● **TASK OBJECTIVE**
Starting at the line below with "3. For full credit, report the bounding box of the jersey" and stopping at the line with "3. For full credit, report the bounding box of the front", please print each line exactly, those two included, and skip every picture.

DATA RECORDS: Begin

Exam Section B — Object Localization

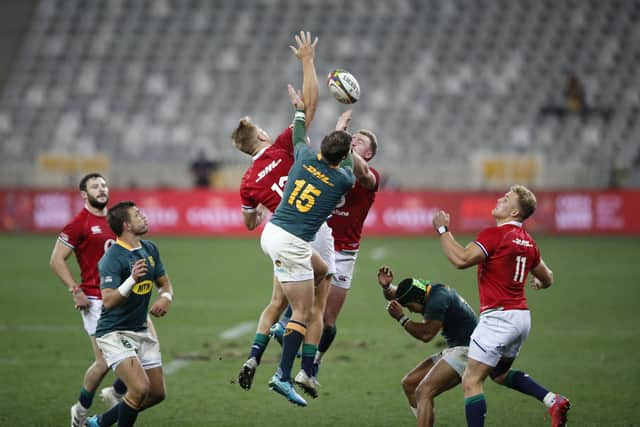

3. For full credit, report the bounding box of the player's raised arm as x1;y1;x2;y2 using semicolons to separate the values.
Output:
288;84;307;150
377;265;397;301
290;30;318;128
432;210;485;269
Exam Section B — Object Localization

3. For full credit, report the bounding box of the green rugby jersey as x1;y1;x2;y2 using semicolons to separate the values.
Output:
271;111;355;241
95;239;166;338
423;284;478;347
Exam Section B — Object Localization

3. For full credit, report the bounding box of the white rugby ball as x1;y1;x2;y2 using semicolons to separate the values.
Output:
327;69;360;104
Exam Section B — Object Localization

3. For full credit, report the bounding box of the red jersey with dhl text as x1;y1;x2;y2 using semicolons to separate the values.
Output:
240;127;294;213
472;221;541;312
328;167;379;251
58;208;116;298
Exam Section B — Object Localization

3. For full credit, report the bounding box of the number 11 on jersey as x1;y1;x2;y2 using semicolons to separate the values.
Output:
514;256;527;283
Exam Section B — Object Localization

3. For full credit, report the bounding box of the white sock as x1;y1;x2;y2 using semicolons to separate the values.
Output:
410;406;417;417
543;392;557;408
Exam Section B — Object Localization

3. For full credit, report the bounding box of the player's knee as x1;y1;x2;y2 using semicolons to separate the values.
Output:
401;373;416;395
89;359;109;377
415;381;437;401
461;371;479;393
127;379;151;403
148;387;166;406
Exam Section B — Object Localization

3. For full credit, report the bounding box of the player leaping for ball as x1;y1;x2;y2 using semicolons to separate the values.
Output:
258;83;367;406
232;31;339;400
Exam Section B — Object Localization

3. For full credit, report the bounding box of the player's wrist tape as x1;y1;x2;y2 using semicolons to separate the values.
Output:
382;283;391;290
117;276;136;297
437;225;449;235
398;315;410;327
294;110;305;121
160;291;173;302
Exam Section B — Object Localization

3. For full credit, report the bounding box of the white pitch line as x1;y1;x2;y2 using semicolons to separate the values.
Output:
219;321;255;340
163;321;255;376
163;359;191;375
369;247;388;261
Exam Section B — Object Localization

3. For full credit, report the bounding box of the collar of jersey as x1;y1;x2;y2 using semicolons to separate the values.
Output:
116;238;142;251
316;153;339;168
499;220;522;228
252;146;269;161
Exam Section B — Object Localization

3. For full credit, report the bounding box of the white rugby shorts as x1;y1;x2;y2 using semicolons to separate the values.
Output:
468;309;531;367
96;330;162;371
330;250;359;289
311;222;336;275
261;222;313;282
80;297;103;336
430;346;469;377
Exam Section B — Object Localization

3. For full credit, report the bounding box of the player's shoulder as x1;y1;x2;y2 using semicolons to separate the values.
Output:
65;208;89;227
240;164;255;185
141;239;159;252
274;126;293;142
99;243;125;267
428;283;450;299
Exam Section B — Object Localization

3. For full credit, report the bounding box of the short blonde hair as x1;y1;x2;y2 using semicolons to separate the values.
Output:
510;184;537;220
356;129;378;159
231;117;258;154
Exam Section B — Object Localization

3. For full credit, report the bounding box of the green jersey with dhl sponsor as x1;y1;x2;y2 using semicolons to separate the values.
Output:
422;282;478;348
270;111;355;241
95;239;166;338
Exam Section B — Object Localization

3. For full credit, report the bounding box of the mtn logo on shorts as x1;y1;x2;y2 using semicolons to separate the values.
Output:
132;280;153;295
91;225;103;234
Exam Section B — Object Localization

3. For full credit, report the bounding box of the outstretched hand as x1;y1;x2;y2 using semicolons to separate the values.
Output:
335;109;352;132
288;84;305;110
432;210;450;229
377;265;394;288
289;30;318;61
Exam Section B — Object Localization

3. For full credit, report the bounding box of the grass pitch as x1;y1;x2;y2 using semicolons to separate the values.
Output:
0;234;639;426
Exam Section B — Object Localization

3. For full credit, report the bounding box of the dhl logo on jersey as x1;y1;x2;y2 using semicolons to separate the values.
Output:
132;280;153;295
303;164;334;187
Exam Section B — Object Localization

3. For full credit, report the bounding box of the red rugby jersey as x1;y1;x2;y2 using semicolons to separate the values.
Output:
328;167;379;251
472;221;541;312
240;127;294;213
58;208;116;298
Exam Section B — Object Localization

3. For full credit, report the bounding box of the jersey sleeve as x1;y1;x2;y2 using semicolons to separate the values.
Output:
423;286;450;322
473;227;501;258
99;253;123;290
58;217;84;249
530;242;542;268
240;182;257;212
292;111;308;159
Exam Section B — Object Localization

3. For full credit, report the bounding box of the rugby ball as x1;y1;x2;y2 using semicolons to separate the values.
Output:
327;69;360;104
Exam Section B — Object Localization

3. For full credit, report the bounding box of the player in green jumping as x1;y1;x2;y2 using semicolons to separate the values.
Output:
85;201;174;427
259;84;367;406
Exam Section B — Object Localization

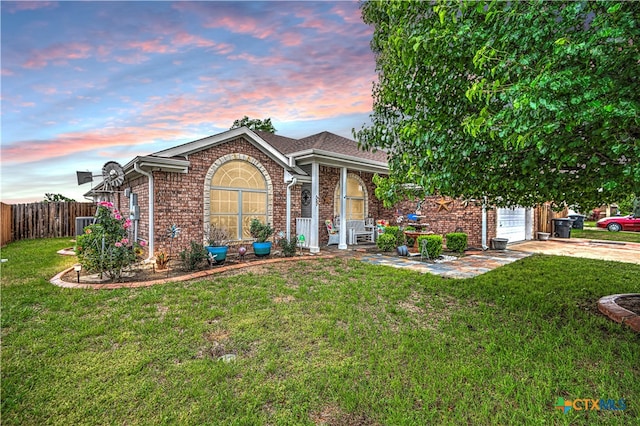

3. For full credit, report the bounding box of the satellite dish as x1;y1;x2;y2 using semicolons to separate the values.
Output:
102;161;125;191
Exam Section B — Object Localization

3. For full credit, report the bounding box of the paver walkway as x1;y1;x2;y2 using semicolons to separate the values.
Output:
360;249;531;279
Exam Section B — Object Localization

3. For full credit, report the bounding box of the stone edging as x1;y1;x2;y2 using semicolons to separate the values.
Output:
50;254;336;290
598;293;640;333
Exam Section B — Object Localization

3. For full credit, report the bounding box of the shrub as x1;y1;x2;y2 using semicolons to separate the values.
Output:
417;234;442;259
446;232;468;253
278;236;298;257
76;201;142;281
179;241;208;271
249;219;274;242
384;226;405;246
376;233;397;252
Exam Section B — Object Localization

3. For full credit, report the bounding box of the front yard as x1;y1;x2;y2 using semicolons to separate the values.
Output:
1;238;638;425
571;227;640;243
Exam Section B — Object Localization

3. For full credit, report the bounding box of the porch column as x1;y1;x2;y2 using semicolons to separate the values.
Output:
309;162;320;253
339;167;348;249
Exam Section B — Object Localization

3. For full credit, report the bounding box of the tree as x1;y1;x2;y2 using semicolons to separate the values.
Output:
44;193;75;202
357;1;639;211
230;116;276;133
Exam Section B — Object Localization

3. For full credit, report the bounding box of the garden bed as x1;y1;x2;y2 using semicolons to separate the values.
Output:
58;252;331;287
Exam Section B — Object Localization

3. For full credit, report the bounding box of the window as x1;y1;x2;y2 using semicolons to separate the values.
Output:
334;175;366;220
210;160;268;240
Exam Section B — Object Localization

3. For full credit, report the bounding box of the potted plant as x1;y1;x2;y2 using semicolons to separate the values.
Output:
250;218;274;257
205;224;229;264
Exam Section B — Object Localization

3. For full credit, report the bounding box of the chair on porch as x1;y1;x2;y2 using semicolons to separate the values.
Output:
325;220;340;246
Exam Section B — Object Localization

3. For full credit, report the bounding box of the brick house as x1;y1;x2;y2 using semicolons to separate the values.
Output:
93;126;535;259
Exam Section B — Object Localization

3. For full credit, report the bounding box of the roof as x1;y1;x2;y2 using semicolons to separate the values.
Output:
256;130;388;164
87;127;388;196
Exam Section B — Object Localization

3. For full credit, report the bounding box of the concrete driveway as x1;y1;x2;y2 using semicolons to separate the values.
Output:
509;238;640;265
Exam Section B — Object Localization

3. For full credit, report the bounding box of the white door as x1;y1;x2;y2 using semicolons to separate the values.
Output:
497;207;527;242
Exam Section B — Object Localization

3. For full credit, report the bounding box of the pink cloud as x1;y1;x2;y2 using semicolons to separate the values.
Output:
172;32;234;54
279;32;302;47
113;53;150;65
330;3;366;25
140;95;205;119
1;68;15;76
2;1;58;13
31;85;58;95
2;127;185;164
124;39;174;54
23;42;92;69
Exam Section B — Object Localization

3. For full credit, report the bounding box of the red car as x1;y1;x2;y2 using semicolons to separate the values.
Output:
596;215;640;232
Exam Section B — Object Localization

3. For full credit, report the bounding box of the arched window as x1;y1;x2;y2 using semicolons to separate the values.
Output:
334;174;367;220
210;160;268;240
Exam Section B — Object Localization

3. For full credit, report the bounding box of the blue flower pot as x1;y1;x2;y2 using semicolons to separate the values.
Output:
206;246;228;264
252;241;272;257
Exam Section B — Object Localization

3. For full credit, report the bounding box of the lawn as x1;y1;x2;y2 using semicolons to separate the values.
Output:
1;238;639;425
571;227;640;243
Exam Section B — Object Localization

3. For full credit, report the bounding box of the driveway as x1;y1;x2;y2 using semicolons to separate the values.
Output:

DATA RECORDS: End

● **YOUR SOLUTION**
3. For full credit, report the bounding box of the jersey sleeve as x1;y1;x2;y2 using semicolons to separate the values.
Output:
423;286;450;322
473;227;501;258
99;253;123;290
58;217;84;249
530;242;542;268
240;182;257;212
292;111;308;159
Exam Section B — Object Localization

3. For full credit, report the bounding box of the rugby ball as x1;y1;x2;y2 using semicolons to separate the values.
Output:
327;69;360;104
Exam Section B — Object Localization

3. For full credit, report the bounding box of the player in green jumping as x1;y1;x2;y2 using semicolons to separate the values.
Output:
85;201;174;427
259;84;367;406
Exam Section B — Object Localization


3. For full credit, report the bounding box of the satellite dish as x1;y1;x2;y2 using semicolons to separate the values.
Output:
102;161;125;191
Exam Section B — Object Localization

3. For full credit, report the bounding box of the paver walkway as x1;y1;x2;y2 using semicolons to separate the values.
Output:
360;249;531;279
Exam Section B — Object Localization

3. For full credit, report the bounding box of the stone edging as x1;y1;x2;y2 using semicolons to separate the values.
Output:
50;254;336;290
598;293;640;333
Exam Section B — Object Localization

3. For full credit, report the bounding box of the shrub as x1;y1;x2;y2 using semicolons to separate the values.
Output:
417;234;442;259
446;232;468;253
278;236;298;257
76;201;142;281
179;241;208;271
249;219;274;242
384;226;405;246
376;233;397;252
Exam Section B — Object Localization

3. For full credit, report the bounding box of the front yard as x1;y1;x2;y2 using semicolons to separate the values.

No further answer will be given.